What you need to do: Format the data below as a JSON list of strings, with each line as its own string and blank lines omitted. Leave out the pictures.

++++

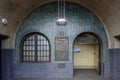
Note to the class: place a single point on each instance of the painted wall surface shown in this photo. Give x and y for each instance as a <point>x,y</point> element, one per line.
<point>87,58</point>
<point>43,20</point>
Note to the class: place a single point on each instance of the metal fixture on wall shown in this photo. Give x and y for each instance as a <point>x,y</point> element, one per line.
<point>4,21</point>
<point>61,13</point>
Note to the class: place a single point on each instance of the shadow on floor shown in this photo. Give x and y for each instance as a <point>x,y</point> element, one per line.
<point>79,74</point>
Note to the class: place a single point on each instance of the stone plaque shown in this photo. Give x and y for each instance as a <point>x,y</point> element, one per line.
<point>61,49</point>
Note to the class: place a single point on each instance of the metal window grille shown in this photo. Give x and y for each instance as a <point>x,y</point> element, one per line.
<point>35,48</point>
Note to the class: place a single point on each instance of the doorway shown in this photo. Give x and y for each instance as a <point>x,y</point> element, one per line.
<point>87,50</point>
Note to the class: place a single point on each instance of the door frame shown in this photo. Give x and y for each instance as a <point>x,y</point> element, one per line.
<point>100,51</point>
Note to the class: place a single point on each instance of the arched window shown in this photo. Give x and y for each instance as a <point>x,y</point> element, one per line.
<point>35,47</point>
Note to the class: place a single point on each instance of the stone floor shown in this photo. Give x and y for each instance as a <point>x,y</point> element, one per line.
<point>78,75</point>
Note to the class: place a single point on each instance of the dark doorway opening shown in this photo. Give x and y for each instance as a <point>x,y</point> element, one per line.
<point>2,37</point>
<point>0,61</point>
<point>87,53</point>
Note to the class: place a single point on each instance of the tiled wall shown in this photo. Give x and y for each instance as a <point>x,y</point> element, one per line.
<point>43,20</point>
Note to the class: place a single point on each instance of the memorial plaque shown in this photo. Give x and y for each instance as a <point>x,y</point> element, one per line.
<point>61,49</point>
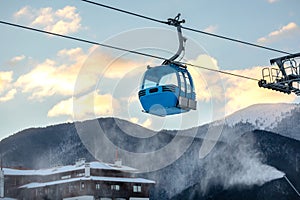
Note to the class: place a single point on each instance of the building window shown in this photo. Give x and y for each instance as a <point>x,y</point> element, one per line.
<point>137,188</point>
<point>80,174</point>
<point>115,187</point>
<point>66,177</point>
<point>97,186</point>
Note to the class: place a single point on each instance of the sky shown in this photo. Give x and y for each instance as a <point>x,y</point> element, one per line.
<point>47,80</point>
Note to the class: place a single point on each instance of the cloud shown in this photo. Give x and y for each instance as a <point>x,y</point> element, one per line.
<point>48,78</point>
<point>61,21</point>
<point>86,106</point>
<point>6,91</point>
<point>17,58</point>
<point>291,30</point>
<point>211,29</point>
<point>8,96</point>
<point>272,1</point>
<point>24,12</point>
<point>5,80</point>
<point>207,84</point>
<point>73,71</point>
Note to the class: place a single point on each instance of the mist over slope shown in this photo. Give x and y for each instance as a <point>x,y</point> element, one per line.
<point>244,162</point>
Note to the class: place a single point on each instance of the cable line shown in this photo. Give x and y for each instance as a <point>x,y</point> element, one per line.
<point>121,49</point>
<point>186,28</point>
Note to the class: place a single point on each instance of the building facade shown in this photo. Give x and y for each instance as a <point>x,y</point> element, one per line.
<point>94,180</point>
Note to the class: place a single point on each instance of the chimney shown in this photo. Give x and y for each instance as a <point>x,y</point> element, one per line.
<point>87,170</point>
<point>80,162</point>
<point>118,162</point>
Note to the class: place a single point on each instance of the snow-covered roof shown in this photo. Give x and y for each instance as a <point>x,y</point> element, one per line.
<point>95,178</point>
<point>67,168</point>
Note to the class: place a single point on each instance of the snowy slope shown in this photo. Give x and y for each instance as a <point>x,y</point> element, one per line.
<point>262,116</point>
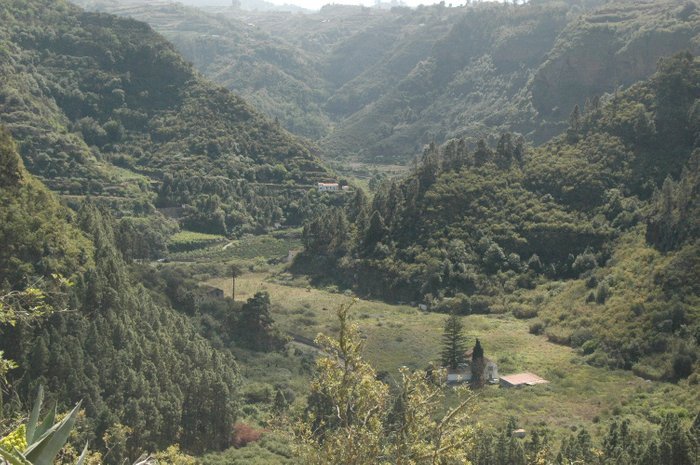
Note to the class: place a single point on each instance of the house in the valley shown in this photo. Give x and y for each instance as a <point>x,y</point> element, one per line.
<point>328,186</point>
<point>521,379</point>
<point>463,373</point>
<point>211,292</point>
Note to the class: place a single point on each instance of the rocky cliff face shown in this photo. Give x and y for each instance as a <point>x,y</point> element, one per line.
<point>613,47</point>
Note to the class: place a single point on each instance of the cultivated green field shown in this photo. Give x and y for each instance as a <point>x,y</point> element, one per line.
<point>397,335</point>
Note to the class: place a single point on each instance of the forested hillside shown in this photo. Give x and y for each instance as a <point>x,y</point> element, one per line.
<point>146,378</point>
<point>105,107</point>
<point>378,85</point>
<point>493,223</point>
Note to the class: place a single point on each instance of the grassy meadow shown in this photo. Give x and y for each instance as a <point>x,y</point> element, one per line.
<point>396,335</point>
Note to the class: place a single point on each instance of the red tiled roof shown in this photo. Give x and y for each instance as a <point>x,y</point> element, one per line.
<point>523,378</point>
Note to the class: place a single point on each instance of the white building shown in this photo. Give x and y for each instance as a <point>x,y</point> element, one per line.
<point>328,186</point>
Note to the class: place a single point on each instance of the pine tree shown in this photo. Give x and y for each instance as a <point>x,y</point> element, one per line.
<point>478,365</point>
<point>454,343</point>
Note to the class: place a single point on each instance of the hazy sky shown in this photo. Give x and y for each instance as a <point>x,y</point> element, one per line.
<point>313,4</point>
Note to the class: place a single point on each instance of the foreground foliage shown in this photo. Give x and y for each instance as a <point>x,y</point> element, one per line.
<point>353,418</point>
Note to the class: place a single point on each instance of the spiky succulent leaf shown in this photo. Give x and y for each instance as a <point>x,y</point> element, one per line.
<point>45,426</point>
<point>13,457</point>
<point>50,444</point>
<point>34,416</point>
<point>81,459</point>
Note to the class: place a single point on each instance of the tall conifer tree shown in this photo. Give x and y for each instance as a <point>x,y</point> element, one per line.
<point>454,342</point>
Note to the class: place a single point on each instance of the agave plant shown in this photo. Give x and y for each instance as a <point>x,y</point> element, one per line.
<point>44,439</point>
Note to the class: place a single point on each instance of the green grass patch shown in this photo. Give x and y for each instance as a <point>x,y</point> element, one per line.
<point>190,240</point>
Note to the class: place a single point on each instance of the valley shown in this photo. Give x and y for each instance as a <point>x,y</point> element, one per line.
<point>264,237</point>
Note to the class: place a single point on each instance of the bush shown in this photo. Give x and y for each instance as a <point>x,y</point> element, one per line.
<point>602,293</point>
<point>524,312</point>
<point>244,434</point>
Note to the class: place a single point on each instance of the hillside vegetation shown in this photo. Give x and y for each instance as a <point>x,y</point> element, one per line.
<point>379,85</point>
<point>105,107</point>
<point>146,378</point>
<point>473,231</point>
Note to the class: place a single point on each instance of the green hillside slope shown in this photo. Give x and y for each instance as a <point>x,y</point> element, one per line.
<point>387,83</point>
<point>475,230</point>
<point>105,107</point>
<point>133,362</point>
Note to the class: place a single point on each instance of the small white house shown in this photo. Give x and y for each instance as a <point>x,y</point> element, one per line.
<point>328,186</point>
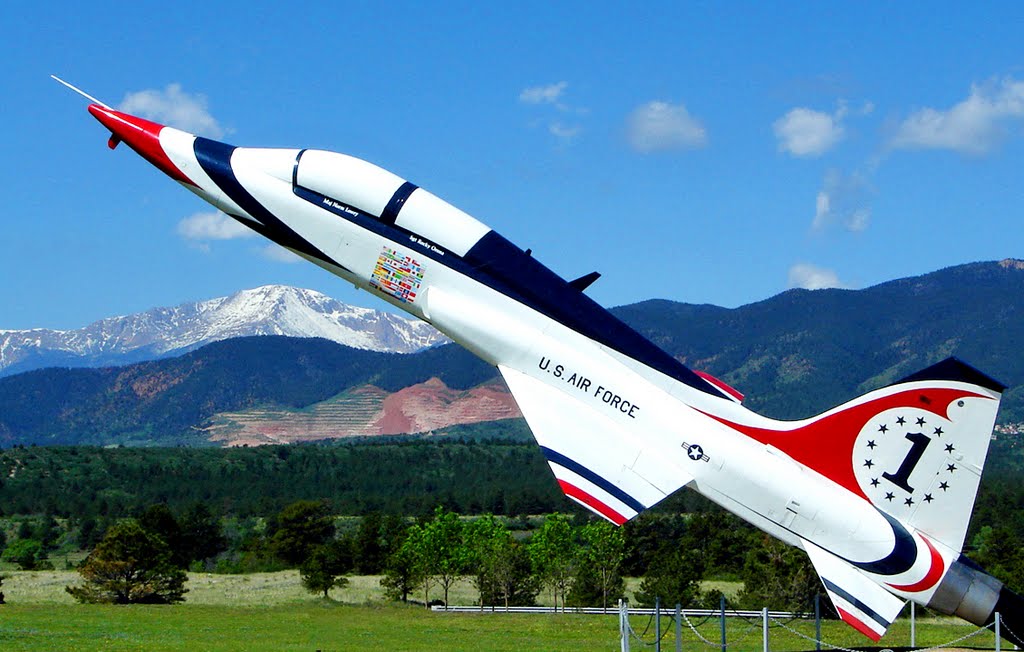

++++

Response to this task:
[
  "Note to the class: place a single point on each instance of the painted wall surface shown in this photo. Give x and y for each instance as a <point>x,y</point> element, one per line.",
  "<point>87,58</point>",
  "<point>43,20</point>",
  "Note to the class: place a single point on each instance of the metal fixture on wall shown in this photo. Give x and y for each instance as a <point>x,y</point> element, one per line.",
  "<point>4,21</point>",
  "<point>61,13</point>",
  "Note to the class: place a single point on each instance of the shadow on floor shown in this photo. Give x and y for each instance as a <point>x,y</point> element, one per line.",
  "<point>79,74</point>",
  "Note to the class: place a single point on each instance of the stone plaque shown in this photo. Give x and y for each instance as a <point>x,y</point> element, one per line.",
  "<point>61,49</point>",
  "Note to the class: place a single point on each instance of the metal window grille shown in this photo. Give x and y for each instance as a <point>x,y</point> element, one per line.",
  "<point>35,48</point>",
  "Note to the class: place a single point on each instance of the doorway shown in this photo. Give x and y for each instance as a <point>x,y</point> element, one per line.",
  "<point>87,50</point>",
  "Note to the class: place a single point on each instance of the door frame shown in this photo. Give x and y for each instance as a <point>x,y</point> element, one per line.",
  "<point>100,51</point>",
  "Note to the class: place a single point on each instance of the arched window shown in this photo. Give x and y for each instance as a <point>x,y</point> element, one per line.",
  "<point>35,47</point>",
  "Note to the class: place a single point on each instance of the stone floor shown in this photo. Give x and y for each instance as a <point>x,y</point> element, one per line.",
  "<point>78,75</point>",
  "Note to the class: place a single point on each instance of the dark doorway opening shown in this photo. Give x and y for each instance as a <point>x,y</point> element, one per line.",
  "<point>2,37</point>",
  "<point>0,61</point>",
  "<point>87,53</point>",
  "Note to the class: place a single point on each instance of the tiled wall shown in this photo. Give x and y for each instance as a <point>x,y</point> element, one per line.",
  "<point>43,20</point>",
  "Note to the class: place a single point on each instance of the memorial plaque shown in this photo. Give x and y for each instance as a <point>x,y</point> element, one per line.",
  "<point>61,49</point>",
  "Note to the class: place a single point on each instance of the building window shown in this photo. Give x and y for each instance as a <point>x,y</point> element, one per line.",
  "<point>137,188</point>",
  "<point>80,174</point>",
  "<point>115,187</point>",
  "<point>66,177</point>",
  "<point>97,186</point>",
  "Note to the class: place a single point on each instance of the sky shown in this photo. Give x and y for each instance as a <point>x,y</point> element, one per line.",
  "<point>47,80</point>",
  "Note to the class: place a single point on each instance of the cloud shown in this photo. Give x and y for each instance as a <point>x,y</point> element, one per line.",
  "<point>48,78</point>",
  "<point>61,21</point>",
  "<point>86,106</point>",
  "<point>6,91</point>",
  "<point>17,58</point>",
  "<point>291,30</point>",
  "<point>211,29</point>",
  "<point>8,96</point>",
  "<point>272,1</point>",
  "<point>24,12</point>",
  "<point>5,80</point>",
  "<point>207,84</point>",
  "<point>73,71</point>",
  "Note to the class: place a single point on each instance of the mist over slope shown in this photo. Give x and y for each instance as a <point>x,y</point> element, one per line.",
  "<point>244,162</point>",
  "Note to the class: place a single point on each instance of the cable line shown in this photo. Give x and y for each instance as a <point>x,y</point> element, one per line.",
  "<point>121,49</point>",
  "<point>186,28</point>",
  "Note to the class: place a single point on each instance of the building facade shown in this photo. Give x and y for each instance as a <point>x,y</point> element, one per line.",
  "<point>94,180</point>",
  "Note to the class: place a single point on each instance of the chimney shown in this photo. Give x and y for each instance as a <point>x,y</point> element, one per line.",
  "<point>87,170</point>",
  "<point>80,162</point>",
  "<point>118,162</point>",
  "Note to the class: place a single point on each instance of the snow-covered roof shown in this photo. Give x and y for each instance as a <point>x,y</point> element, one per line.",
  "<point>95,178</point>",
  "<point>67,168</point>",
  "Note to the class: place a single point on each instance of the snowy slope shown in this photo. Give x and y for each instance as a <point>x,y</point> element, one per line.",
  "<point>262,116</point>",
  "Note to the class: place a single point on each instance of the house in the valley shown in this photo. Give x and y for each instance as a <point>x,y</point> element, one per line.",
  "<point>328,186</point>",
  "<point>521,379</point>",
  "<point>463,373</point>",
  "<point>211,292</point>",
  "Note to the class: place a single point on each instance of the rocky cliff face shown in this photo. Give x and y for each instance as a <point>x,y</point> element, one per line.",
  "<point>613,47</point>",
  "Note to the class: place a single point on each instance of the cultivated green field shown in this photo. Give x and y for each instance as a <point>x,y</point> element, one per line.",
  "<point>397,335</point>",
  "Note to the class: place a single point on each instance of the forested hillside shown in this photo. Give x and y for each instance as a <point>x,y</point> element, one per line.",
  "<point>146,378</point>",
  "<point>105,107</point>",
  "<point>378,85</point>",
  "<point>493,223</point>",
  "Note to the class: place a single point on each instance of the grassy meadow shown in this photo. Give x and y for each instance as a <point>x,y</point> element, one per line.",
  "<point>396,335</point>",
  "Note to the class: place a single point on each instance of the red tiled roof shown in this photo. Give x and y for each instance as a <point>x,y</point> element, one per line.",
  "<point>523,378</point>",
  "Note to the class: place a single point on each instance of the white building shown in this photo. Give x and y for each instance as a <point>x,y</point> element, one per line.",
  "<point>328,186</point>",
  "Note to the class: place a single point on each instance of the pine tree shown in this photo. Give x and y for each instance as a <point>x,y</point> element, one per line.",
  "<point>478,365</point>",
  "<point>454,343</point>",
  "Note to the class: place a single point on each instance of the hazy sky shown in this photo. Give x and y for each instance as a <point>x,y</point> element, one per line.",
  "<point>313,4</point>",
  "Note to the class: place a single point on each instance of the foreground foliage shown in this photo. Give x and y for each instance as a <point>x,y</point> element, one per line.",
  "<point>353,418</point>",
  "Note to the class: place a single point on each instance of the spiky succulent leaf shown in this photo. Give x and y for each instance as a <point>x,y</point> element, one per line.",
  "<point>45,426</point>",
  "<point>13,457</point>",
  "<point>50,444</point>",
  "<point>34,416</point>",
  "<point>81,459</point>",
  "Note to the class: place a single point on each instance of the tall conifer tree shown in this photo. Give x and y for each instance as a <point>x,y</point> element, one per line.",
  "<point>454,342</point>",
  "Note to the class: place a single point on each instance of the agave plant shown in this photo. Give x and y for each instance as a <point>x,y</point> element, one per line.",
  "<point>44,439</point>",
  "Note to the class: place a single point on each instance of the green grass patch shown in this photo. Give x and y for each instance as a <point>x,y</point> element, one per line.",
  "<point>190,240</point>",
  "Note to the class: place a single point on each instance of the valley shown in this photo. Give x and y for each instance as a <point>x,y</point> element, one per line.",
  "<point>264,237</point>",
  "Note to the class: place a single point on each instance of the bush shown in this photo. Give x and y for each instance as a <point>x,y</point> element, one per line.",
  "<point>602,293</point>",
  "<point>524,312</point>",
  "<point>244,434</point>",
  "Note to the class: place a single point on each instance of the hillside vegetation shown in this photo. Give x and y for each instance as a <point>x,y</point> element, one per line.",
  "<point>379,85</point>",
  "<point>105,107</point>",
  "<point>146,378</point>",
  "<point>473,231</point>",
  "Note to the class: place a single point on each instance of the green hillside slope shown in this photo. Give x and y for each instance as a <point>x,y</point> element, one per line.",
  "<point>387,83</point>",
  "<point>475,230</point>",
  "<point>105,107</point>",
  "<point>133,362</point>",
  "Note to the class: place a single point on each instance of the small white house shown in this photo. Give x and y for each instance as a <point>x,y</point> element, one per line.",
  "<point>328,186</point>"
]